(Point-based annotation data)
>> BEGIN

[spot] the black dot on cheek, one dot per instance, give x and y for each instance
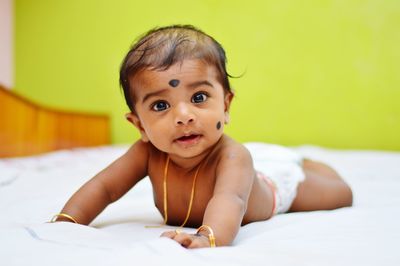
(174, 82)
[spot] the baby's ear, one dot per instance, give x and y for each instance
(134, 119)
(227, 102)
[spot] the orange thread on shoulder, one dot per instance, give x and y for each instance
(165, 198)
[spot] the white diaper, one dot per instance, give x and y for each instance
(282, 166)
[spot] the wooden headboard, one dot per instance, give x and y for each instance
(27, 128)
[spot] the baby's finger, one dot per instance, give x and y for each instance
(199, 242)
(169, 234)
(184, 239)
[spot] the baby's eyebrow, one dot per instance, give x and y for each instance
(196, 84)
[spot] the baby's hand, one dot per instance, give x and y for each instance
(188, 240)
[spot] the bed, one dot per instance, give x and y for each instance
(33, 188)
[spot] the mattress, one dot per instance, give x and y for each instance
(33, 189)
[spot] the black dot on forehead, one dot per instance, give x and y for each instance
(173, 82)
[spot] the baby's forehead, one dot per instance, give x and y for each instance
(185, 71)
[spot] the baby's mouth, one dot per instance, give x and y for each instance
(188, 139)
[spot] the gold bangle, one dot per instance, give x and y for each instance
(211, 236)
(54, 219)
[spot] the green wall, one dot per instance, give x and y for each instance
(315, 72)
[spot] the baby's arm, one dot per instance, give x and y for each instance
(108, 185)
(225, 210)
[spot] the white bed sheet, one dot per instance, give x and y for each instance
(32, 189)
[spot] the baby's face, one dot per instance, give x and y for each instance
(181, 110)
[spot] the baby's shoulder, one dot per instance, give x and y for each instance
(233, 150)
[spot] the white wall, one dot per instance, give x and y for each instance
(7, 43)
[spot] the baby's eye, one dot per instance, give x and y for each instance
(160, 106)
(199, 97)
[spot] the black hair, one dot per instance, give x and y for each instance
(160, 48)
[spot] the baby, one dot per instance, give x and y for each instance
(176, 86)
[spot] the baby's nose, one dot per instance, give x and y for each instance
(184, 115)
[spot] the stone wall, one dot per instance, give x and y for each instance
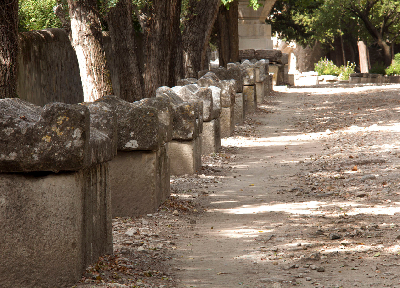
(48, 69)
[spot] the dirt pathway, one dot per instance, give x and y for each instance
(306, 195)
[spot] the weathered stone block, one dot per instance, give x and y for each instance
(194, 92)
(211, 137)
(216, 94)
(227, 121)
(248, 72)
(186, 81)
(250, 102)
(138, 125)
(260, 92)
(285, 59)
(185, 156)
(103, 132)
(247, 54)
(165, 115)
(187, 116)
(209, 79)
(232, 73)
(239, 109)
(263, 70)
(140, 181)
(53, 138)
(227, 87)
(269, 54)
(53, 226)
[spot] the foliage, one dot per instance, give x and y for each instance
(345, 71)
(306, 21)
(378, 68)
(293, 19)
(326, 67)
(252, 3)
(394, 68)
(37, 15)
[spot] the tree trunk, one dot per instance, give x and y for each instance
(196, 34)
(176, 71)
(161, 33)
(362, 50)
(8, 48)
(386, 51)
(87, 40)
(123, 47)
(228, 34)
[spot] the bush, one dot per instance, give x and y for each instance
(378, 68)
(37, 15)
(394, 68)
(345, 71)
(326, 67)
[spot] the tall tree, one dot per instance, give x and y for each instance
(198, 24)
(159, 20)
(228, 35)
(123, 46)
(372, 21)
(87, 40)
(8, 48)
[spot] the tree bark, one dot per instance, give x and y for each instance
(176, 70)
(162, 44)
(377, 34)
(228, 34)
(123, 47)
(87, 40)
(362, 50)
(196, 34)
(8, 48)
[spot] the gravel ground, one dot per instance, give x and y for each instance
(305, 194)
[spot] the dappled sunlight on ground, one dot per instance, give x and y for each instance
(315, 208)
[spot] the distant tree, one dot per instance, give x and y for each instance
(120, 24)
(37, 15)
(8, 48)
(87, 40)
(373, 21)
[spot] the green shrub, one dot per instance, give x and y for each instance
(326, 67)
(37, 15)
(345, 71)
(394, 68)
(378, 68)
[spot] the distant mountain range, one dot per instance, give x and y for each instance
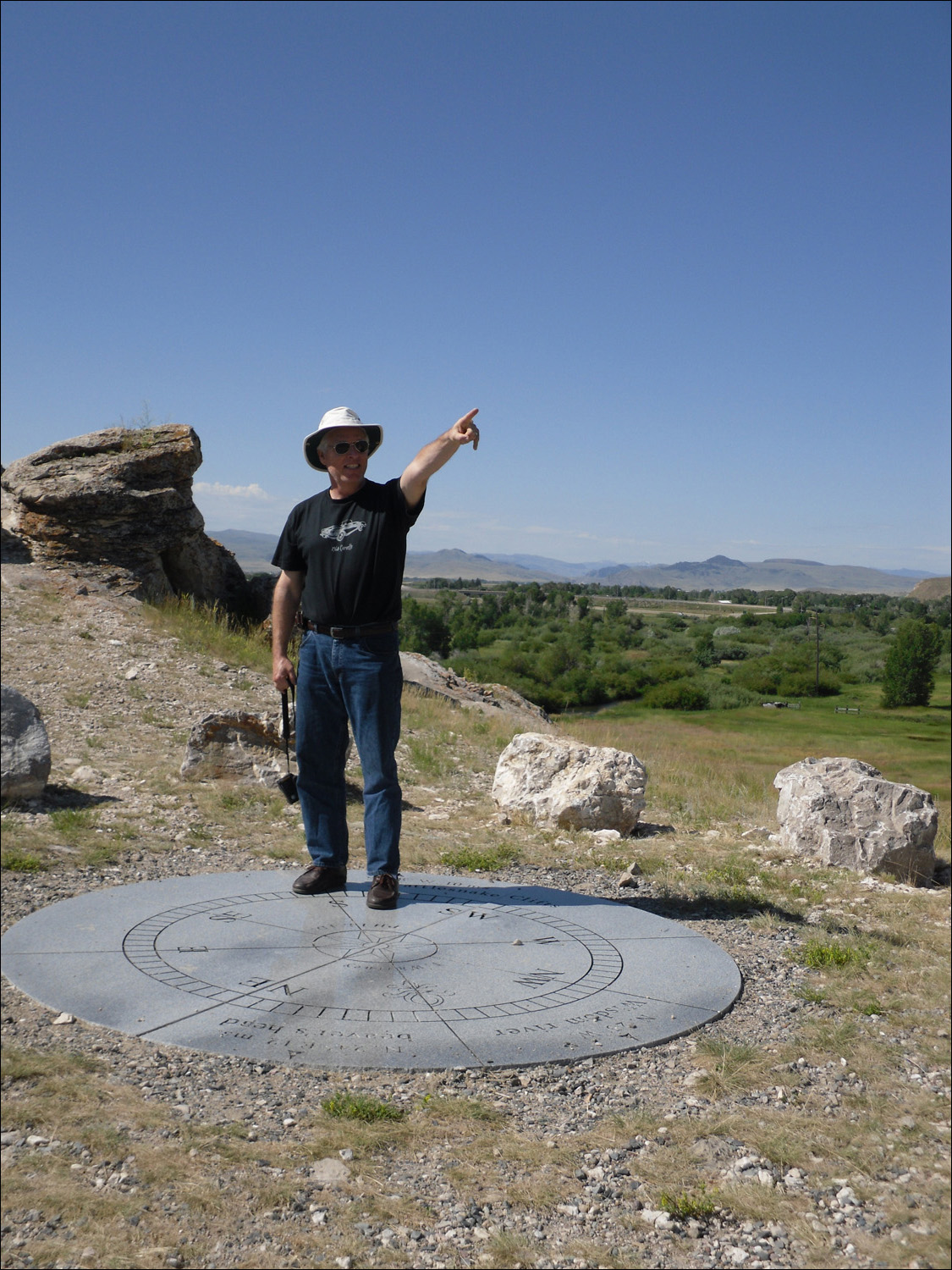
(718, 573)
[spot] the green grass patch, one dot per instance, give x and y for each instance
(833, 957)
(360, 1107)
(22, 861)
(73, 823)
(812, 996)
(485, 860)
(30, 1064)
(685, 1206)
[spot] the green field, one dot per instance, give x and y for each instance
(723, 762)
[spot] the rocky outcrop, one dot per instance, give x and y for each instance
(121, 498)
(842, 812)
(431, 678)
(565, 784)
(25, 748)
(235, 746)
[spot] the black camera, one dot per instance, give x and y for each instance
(289, 787)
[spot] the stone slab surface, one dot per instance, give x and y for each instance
(459, 975)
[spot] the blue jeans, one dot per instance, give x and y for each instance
(360, 681)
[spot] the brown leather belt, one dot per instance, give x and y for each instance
(352, 632)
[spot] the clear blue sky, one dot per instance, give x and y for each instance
(691, 261)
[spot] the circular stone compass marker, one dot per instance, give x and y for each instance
(459, 975)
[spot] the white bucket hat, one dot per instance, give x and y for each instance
(340, 417)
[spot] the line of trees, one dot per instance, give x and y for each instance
(563, 645)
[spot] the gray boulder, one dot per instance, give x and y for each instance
(843, 813)
(235, 746)
(25, 748)
(124, 498)
(565, 784)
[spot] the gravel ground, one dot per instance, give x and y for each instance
(608, 1206)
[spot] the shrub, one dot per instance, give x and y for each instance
(728, 696)
(909, 675)
(678, 695)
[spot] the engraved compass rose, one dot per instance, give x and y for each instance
(459, 975)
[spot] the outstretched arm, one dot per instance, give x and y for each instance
(287, 597)
(432, 457)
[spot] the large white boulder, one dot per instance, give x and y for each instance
(563, 782)
(25, 748)
(843, 812)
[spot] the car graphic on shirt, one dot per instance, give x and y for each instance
(344, 530)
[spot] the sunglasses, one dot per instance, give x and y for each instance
(343, 447)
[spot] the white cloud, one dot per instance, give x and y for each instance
(245, 492)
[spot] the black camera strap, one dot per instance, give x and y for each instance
(286, 721)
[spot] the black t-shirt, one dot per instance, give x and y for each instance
(352, 551)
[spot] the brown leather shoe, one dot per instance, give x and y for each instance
(319, 879)
(383, 892)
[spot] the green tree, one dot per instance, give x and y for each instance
(909, 675)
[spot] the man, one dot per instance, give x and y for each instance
(342, 566)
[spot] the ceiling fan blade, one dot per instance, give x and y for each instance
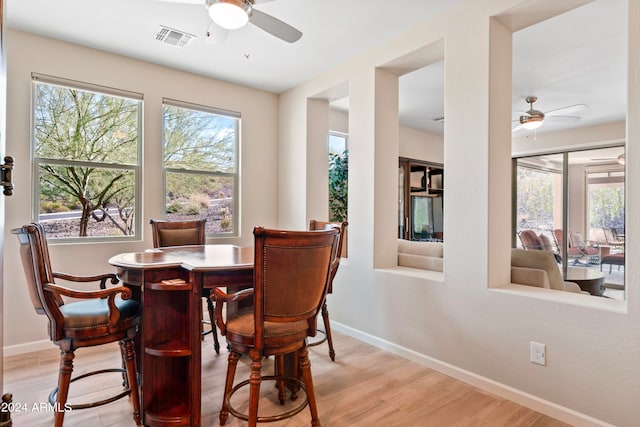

>> END

• STATED GOAL
Report how many lines of the rows above contain the word "shrub". Give only the number.

• ANSWER TO THE TASK
2